(Data items)
○ ○ ○ ○ ○ ○ ○

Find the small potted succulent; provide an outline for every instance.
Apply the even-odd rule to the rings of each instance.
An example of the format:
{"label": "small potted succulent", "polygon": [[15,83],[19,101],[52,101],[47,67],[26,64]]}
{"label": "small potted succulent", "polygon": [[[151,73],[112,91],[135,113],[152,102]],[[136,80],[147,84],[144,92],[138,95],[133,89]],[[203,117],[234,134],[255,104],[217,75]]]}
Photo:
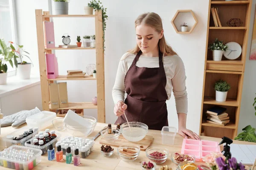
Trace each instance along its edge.
{"label": "small potted succulent", "polygon": [[214,86],[214,90],[216,91],[216,101],[226,101],[227,91],[230,88],[230,85],[225,81],[221,79],[216,81]]}
{"label": "small potted succulent", "polygon": [[91,39],[91,47],[94,48],[96,44],[95,42],[95,35],[92,35]]}
{"label": "small potted succulent", "polygon": [[97,77],[97,73],[96,73],[96,70],[93,70],[93,78],[96,79]]}
{"label": "small potted succulent", "polygon": [[85,35],[84,36],[84,40],[83,43],[84,43],[84,47],[89,47],[90,46],[90,35]]}
{"label": "small potted succulent", "polygon": [[187,32],[188,31],[188,28],[189,27],[186,23],[183,23],[182,24],[180,25],[180,27],[181,27],[182,32]]}
{"label": "small potted succulent", "polygon": [[68,0],[54,0],[56,15],[68,14]]}
{"label": "small potted succulent", "polygon": [[77,42],[76,42],[76,44],[77,44],[77,47],[81,47],[81,45],[82,45],[82,42],[80,42],[81,40],[80,36],[77,36],[76,40],[77,40]]}
{"label": "small potted succulent", "polygon": [[219,41],[218,38],[215,39],[214,42],[210,44],[209,48],[212,51],[213,61],[221,61],[223,52],[228,49],[227,45],[223,44],[222,41]]}

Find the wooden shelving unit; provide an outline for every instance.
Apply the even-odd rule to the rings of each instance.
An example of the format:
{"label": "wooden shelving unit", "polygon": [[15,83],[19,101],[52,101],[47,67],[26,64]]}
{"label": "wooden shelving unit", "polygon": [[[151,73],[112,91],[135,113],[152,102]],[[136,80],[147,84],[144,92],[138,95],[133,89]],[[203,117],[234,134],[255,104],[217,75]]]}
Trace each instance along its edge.
{"label": "wooden shelving unit", "polygon": [[[237,135],[252,3],[252,0],[210,0],[200,134],[204,133],[208,136],[221,138],[225,136],[233,139]],[[215,26],[211,13],[212,7],[218,8],[222,27]],[[230,27],[227,22],[231,18],[239,18],[243,23],[240,27]],[[212,52],[208,47],[216,38],[225,43],[230,42],[239,43],[242,49],[241,55],[233,60],[229,60],[223,56],[221,61],[213,61]],[[226,81],[231,86],[226,102],[217,102],[215,99],[213,87],[216,81],[219,79]],[[226,112],[229,114],[230,122],[226,126],[206,122],[205,113],[215,105],[227,108]]]}
{"label": "wooden shelving unit", "polygon": [[[40,71],[41,91],[43,109],[45,110],[55,111],[56,110],[97,109],[97,122],[105,122],[105,85],[104,75],[104,53],[102,30],[102,11],[95,11],[95,15],[49,15],[49,11],[43,12],[41,9],[35,10],[36,28],[38,38],[38,46],[39,68]],[[65,48],[47,48],[45,43],[44,23],[49,21],[50,17],[93,17],[95,19],[96,48],[78,47]],[[97,78],[85,76],[82,78],[67,77],[66,76],[59,76],[57,78],[48,79],[45,54],[52,54],[55,50],[95,50]],[[52,109],[49,95],[49,83],[58,80],[96,80],[97,105],[93,105],[91,102],[69,102],[67,108]],[[62,115],[64,116],[64,115]]]}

○ ○ ○ ○ ○ ○ ○

#### Work required:
Write out each entry exactly as given, omitting any picture.

#### Task response:
Find the small potted succulent; provide an outline for every instance.
Apply the even-odd rule to the rings of each instance.
An example of the format:
{"label": "small potted succulent", "polygon": [[15,83],[19,101],[52,101],[47,67],[26,64]]}
{"label": "small potted succulent", "polygon": [[[151,73],[112,91],[135,113],[152,102]],[[136,80],[147,84],[144,92],[138,95],[133,89]],[[203,117],[234,134],[255,104],[217,75]]]}
Photo:
Trace each instance along its edge.
{"label": "small potted succulent", "polygon": [[214,86],[214,90],[216,91],[216,101],[226,101],[227,91],[230,88],[230,85],[225,81],[221,79],[216,81]]}
{"label": "small potted succulent", "polygon": [[91,39],[91,47],[94,48],[96,44],[95,42],[95,35],[92,35]]}
{"label": "small potted succulent", "polygon": [[97,77],[97,73],[96,73],[96,70],[93,70],[93,78],[96,79]]}
{"label": "small potted succulent", "polygon": [[85,35],[84,36],[84,40],[83,43],[84,43],[84,47],[89,47],[90,46],[90,35]]}
{"label": "small potted succulent", "polygon": [[187,32],[188,31],[188,28],[189,27],[186,23],[183,23],[182,24],[180,25],[180,27],[181,27],[182,32]]}
{"label": "small potted succulent", "polygon": [[68,0],[54,0],[56,15],[68,14]]}
{"label": "small potted succulent", "polygon": [[77,42],[76,42],[76,44],[77,44],[77,47],[81,47],[81,45],[82,45],[82,42],[80,42],[81,40],[80,36],[77,36],[76,40],[77,40]]}
{"label": "small potted succulent", "polygon": [[219,41],[218,38],[215,39],[214,42],[210,44],[209,48],[212,51],[213,61],[221,61],[223,52],[228,49],[227,45],[223,44],[222,41]]}

Find the wooden shelving unit; provide an outline for every instance.
Apply the even-odd rule to the rings of each instance.
An example of the format:
{"label": "wooden shelving unit", "polygon": [[15,83],[19,101],[52,101],[47,67],[26,64]]}
{"label": "wooden shelving unit", "polygon": [[[151,73],[112,91],[135,113],[152,102]],[[136,80],[147,84],[144,92],[138,95],[133,89]],[[203,117],[234,134],[255,104],[217,75]]]}
Trace each instance along its edge.
{"label": "wooden shelving unit", "polygon": [[[237,135],[252,3],[252,0],[210,0],[200,134],[204,133],[208,136],[221,138],[225,136],[233,139]],[[215,26],[211,13],[212,7],[218,8],[222,27]],[[230,27],[227,22],[231,18],[239,18],[243,23],[240,27]],[[212,52],[208,47],[216,38],[225,43],[230,42],[239,43],[242,49],[241,55],[233,60],[229,60],[223,56],[221,61],[213,61]],[[226,81],[231,86],[226,102],[217,102],[215,99],[213,87],[216,81],[219,79]],[[226,112],[229,114],[230,122],[226,126],[206,122],[205,113],[215,105],[227,108]]]}
{"label": "wooden shelving unit", "polygon": [[[40,71],[41,91],[43,109],[45,110],[55,111],[56,110],[97,109],[97,122],[105,122],[105,85],[104,75],[104,53],[102,30],[102,11],[95,11],[95,15],[49,15],[49,11],[43,12],[41,9],[35,10],[36,28],[38,38],[38,46],[39,68]],[[65,48],[47,48],[45,43],[44,23],[49,21],[50,17],[93,17],[95,19],[96,48],[78,47]],[[97,78],[85,76],[82,78],[67,77],[66,76],[59,76],[57,78],[48,79],[45,54],[52,54],[55,50],[95,50]],[[52,109],[49,95],[49,83],[58,80],[96,80],[97,105],[93,105],[91,102],[69,102],[67,108]],[[62,115],[64,116],[64,115]]]}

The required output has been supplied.